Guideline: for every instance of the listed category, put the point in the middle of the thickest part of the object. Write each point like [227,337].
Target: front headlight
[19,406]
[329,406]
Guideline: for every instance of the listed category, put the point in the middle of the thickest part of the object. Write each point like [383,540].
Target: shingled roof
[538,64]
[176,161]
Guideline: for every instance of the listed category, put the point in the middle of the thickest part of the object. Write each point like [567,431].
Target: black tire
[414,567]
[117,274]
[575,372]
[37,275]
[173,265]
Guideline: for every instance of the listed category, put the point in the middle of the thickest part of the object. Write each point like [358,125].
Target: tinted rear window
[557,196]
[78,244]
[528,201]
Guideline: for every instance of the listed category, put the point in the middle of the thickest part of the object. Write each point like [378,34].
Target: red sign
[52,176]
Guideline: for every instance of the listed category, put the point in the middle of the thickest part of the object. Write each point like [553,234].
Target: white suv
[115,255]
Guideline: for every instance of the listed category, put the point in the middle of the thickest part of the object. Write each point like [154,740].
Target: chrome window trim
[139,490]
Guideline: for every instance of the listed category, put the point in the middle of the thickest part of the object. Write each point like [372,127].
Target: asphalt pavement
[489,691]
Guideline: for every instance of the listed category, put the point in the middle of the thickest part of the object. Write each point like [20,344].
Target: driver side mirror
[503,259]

## Requirement
Output the data exactly, so that every line matches the original.

## Response area
Guideline: for every instance of the listed category, put the point in the middle of the thickest part of the object. Write each point like [227,337].
Target: front headlight
[19,406]
[329,406]
Guideline: for every instance of the listed category, put the point in the middle of the thickest part of the object. Write each point like [383,540].
Target: shingled roof
[538,64]
[176,161]
Guideline: for every instance of the listed category, put the point in the middle of the thickest part of the object. Write each point like [567,431].
Target: black tire
[414,567]
[117,274]
[575,372]
[37,275]
[173,265]
Guideline: for every instance of the listed category, put the point in the middle of the thickest part of the object. Write each point like [358,125].
Target: tinted rear window
[557,196]
[78,244]
[528,201]
Guideline: for every instance of the listed category, put the point in the middle of the thickest part of the object. Write each point like [378,34].
Target: red sign
[52,176]
Guideline: for every instance of the listed category, put the point in the middle of the thickest part of the object. Write each point like [553,234].
Target: white suv
[115,255]
Guideline: for every instance of the listed category, put the point in the middle of the thickest part of the object. Write each point like [154,740].
Target: chrome window trim
[139,490]
Guideline: for every instance of the listed category, put the point in the middle of the thickest part of the object. Write each point like [372,127].
Target: asphalt pavement
[489,691]
Guideline: for every instance of the listed category, put the point in the middle of the thickest part of the object. Write each point like [20,344].
Target: driver side mirror
[503,259]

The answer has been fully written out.